- _TEXT_:
- - - -
Re: Improved multiprocessor usage on amd64

From: Stephen Montgomery-Smith <stephen_at_math.missouri.edu>
Date: Wed, 17 Sep 2008 16:24:20 -0500
Dan Nelson wrote:
> In the last episode (Sep 15), Stephen Montgomery-Smith said:
>> Stephen Montgomery-Smith wrote:
>>> Steve Kargl wrote:
>>>> On Mon, Sep 15, 2008 at 07:36:04PM -0500, Stephen Montgomery-Smith wrote:
>>>>> ... and each thread is a loop of the form
>>>>>
>>>>> while (1) {
>>>>>   wait until told to start;
>>>>>   do massive amounts of floating point arithmetic (only additions and
>>>>> multiplications) on large arrays;
>>>>>   tell the master process that you are done;
>>>>> }
>>>>>
>>>>>> Do you have about as many threads as processor or more?
>>>>> Both ways.  The time difference between the two approaches is 
>>>>> negligible.
- - - -
- _RECORD EXCERPTS_:
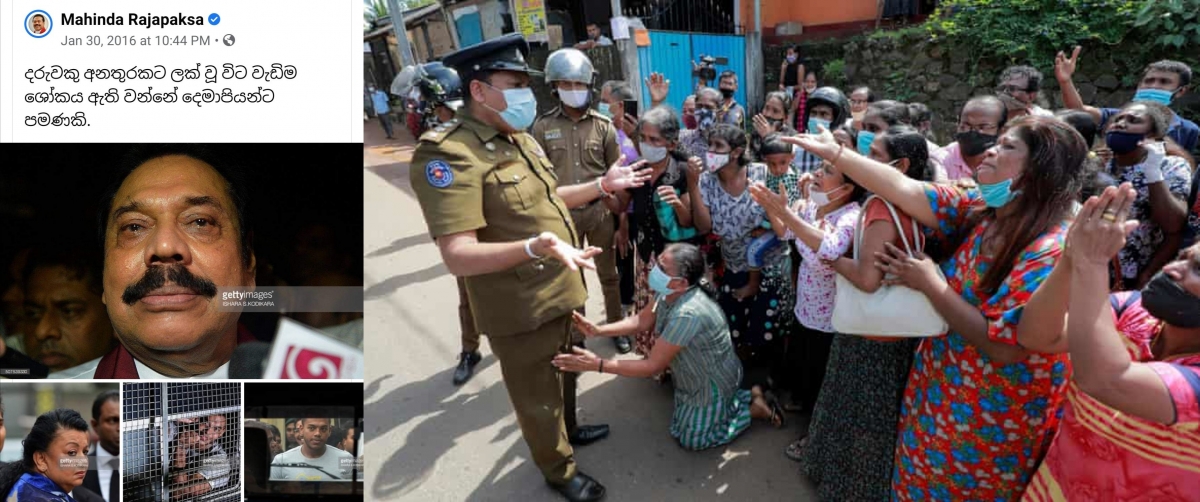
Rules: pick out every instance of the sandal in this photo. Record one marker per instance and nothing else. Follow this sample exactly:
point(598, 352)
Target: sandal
point(777, 412)
point(796, 450)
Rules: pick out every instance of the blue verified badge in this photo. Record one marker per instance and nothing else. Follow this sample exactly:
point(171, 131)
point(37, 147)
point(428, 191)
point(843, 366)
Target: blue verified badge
point(438, 174)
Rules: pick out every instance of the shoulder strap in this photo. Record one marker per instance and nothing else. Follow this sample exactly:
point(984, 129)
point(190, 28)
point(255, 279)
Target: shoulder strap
point(1119, 305)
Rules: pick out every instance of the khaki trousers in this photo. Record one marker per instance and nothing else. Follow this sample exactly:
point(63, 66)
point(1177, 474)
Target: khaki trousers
point(537, 390)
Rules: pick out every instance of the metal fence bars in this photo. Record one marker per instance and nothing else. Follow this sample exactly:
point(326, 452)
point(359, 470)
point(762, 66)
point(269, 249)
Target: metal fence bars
point(181, 441)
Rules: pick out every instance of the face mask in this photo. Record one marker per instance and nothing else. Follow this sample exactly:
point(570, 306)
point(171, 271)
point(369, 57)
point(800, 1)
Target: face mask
point(659, 281)
point(973, 143)
point(689, 121)
point(1169, 302)
point(715, 161)
point(999, 193)
point(653, 154)
point(705, 118)
point(1122, 142)
point(521, 107)
point(814, 123)
point(574, 99)
point(1156, 95)
point(822, 198)
point(864, 142)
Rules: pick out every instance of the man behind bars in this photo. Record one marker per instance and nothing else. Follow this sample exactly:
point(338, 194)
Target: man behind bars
point(198, 462)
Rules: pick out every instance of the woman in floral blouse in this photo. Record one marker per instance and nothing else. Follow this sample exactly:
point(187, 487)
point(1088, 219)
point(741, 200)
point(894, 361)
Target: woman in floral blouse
point(979, 410)
point(823, 228)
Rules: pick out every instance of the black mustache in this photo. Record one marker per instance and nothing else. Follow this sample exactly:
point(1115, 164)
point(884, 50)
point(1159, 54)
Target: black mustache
point(156, 278)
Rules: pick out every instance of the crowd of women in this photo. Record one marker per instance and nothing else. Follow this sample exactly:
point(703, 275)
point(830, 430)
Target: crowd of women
point(1049, 252)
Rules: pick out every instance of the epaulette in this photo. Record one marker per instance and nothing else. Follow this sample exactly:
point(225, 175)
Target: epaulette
point(441, 132)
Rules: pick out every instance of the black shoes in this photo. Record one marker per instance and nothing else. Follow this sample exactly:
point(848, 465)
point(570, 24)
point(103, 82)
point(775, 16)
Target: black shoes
point(467, 362)
point(581, 489)
point(587, 435)
point(623, 345)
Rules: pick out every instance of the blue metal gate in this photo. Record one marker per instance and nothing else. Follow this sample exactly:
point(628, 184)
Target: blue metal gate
point(671, 53)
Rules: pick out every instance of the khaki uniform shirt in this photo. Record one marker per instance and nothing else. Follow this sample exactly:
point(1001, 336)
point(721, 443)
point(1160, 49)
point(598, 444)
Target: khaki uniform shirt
point(469, 177)
point(580, 150)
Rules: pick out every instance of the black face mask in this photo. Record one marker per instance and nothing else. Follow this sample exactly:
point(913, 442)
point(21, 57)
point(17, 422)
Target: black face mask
point(1169, 302)
point(973, 142)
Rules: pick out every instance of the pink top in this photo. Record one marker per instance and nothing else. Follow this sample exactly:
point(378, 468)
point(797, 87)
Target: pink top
point(816, 287)
point(1104, 454)
point(952, 161)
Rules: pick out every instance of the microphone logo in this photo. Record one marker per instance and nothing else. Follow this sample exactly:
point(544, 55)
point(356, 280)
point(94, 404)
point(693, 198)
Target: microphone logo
point(309, 364)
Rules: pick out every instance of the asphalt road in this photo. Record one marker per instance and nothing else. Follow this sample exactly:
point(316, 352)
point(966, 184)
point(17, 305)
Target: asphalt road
point(427, 440)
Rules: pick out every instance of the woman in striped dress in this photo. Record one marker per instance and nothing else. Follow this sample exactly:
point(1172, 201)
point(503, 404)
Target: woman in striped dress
point(1131, 425)
point(709, 407)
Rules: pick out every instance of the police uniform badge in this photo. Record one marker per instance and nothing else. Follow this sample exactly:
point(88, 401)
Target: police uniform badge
point(438, 174)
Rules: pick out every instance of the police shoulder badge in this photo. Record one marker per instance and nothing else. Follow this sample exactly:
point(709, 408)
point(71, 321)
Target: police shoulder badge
point(438, 174)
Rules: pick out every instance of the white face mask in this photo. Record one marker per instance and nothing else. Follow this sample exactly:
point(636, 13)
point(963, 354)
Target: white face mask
point(574, 99)
point(653, 154)
point(715, 161)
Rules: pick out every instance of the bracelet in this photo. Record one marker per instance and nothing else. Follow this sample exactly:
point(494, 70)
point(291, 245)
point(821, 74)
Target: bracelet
point(838, 157)
point(528, 250)
point(600, 187)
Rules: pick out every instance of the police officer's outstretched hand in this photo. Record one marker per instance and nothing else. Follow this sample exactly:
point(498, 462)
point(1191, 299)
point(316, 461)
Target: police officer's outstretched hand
point(573, 257)
point(621, 177)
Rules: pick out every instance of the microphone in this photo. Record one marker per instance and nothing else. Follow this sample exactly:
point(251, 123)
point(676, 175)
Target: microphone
point(305, 353)
point(249, 360)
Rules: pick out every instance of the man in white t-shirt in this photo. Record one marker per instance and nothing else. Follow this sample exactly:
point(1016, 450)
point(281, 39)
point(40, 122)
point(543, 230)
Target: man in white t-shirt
point(313, 460)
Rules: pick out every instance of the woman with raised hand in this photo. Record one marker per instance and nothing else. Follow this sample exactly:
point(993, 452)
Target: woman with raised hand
point(1131, 426)
point(853, 429)
point(979, 410)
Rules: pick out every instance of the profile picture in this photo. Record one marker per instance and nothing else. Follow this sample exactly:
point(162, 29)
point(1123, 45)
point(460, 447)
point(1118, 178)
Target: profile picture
point(37, 24)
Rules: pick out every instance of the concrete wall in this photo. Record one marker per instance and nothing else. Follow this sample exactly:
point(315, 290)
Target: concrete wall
point(910, 67)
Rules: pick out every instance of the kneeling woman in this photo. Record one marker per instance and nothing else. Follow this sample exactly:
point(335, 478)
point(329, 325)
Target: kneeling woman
point(54, 460)
point(709, 408)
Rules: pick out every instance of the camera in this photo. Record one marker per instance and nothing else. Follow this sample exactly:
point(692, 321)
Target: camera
- - - -
- _PROBLEMS TO WORK ON_:
1) Please turn the rows, starting at the row that contains "Rules: pick out every instance of the woman with" and ending at the last row, into a numbered list with blank lines left out.
2) Go on with the amd64 multiprocessor thread from where it stops.

- _FINAL ANSWERS_:
1)
1. Rules: pick out every instance of the woman with raised hand in this photo. Record one marker per instance and nothing else. Follow this sample exactly:
2. point(993, 452)
3. Target: woman with raised hand
4. point(1131, 426)
5. point(853, 429)
6. point(979, 410)
7. Rules: pick out every instance of the profile picture in this photo. Record one marker per instance and nothing else. Follow this sample exactly:
8. point(162, 29)
9. point(1123, 45)
10. point(460, 447)
11. point(1118, 178)
12. Target: profile picture
13. point(37, 24)
14. Rules: pick out every instance of the concrete wall in this photo. Record one marker per instance and nothing else. Follow this sample exactly:
15. point(315, 290)
16. Target: concrete wall
17. point(910, 67)
18. Rules: pick out every instance of the kneeling woman in this photo. Record one marker per instance and nothing else. Follow this sample exactly:
19. point(335, 478)
20. point(329, 325)
21. Target: kneeling woman
22. point(54, 460)
23. point(709, 408)
24. Rules: pick out every instance of the camera in this photo. Record one marker per instance and nothing else. Follow this sample exactly:
25. point(692, 321)
26. Target: camera

2)
>>>>>
>>>> Are you using ULE?  With my MPI applications, if the number of
>>>> launched processes exceeds the number of cpus by 1, ULE falls
>>>> through the floor.  I have a nagging feeling that there is a problem 
>>>> with cpu affinity.
>>>>
>>>> http://lists.freebsd.org/pipermail/freebsd-current/2008-July/086917.html
>> Let me say a little bit more.
>>
>> I have this gut feeling that the problem has a lot to do with cache 
>> management.  My program has each thread doing, in effect, huge matrix 
>> multiplications, each one working on their own little bit.  If a CPU 
>> core changes from one thread to another, it then has to flush out the 
>> cache to RAM, and read in a whole bunch of other RAM into cache.
> 
> You can try playing with the new cpuset functions in HEAD and 7-STABLE
> to lock particular threads on certain CPUs.
> 

It was an excellent suggestion.  But it didn't make any difference.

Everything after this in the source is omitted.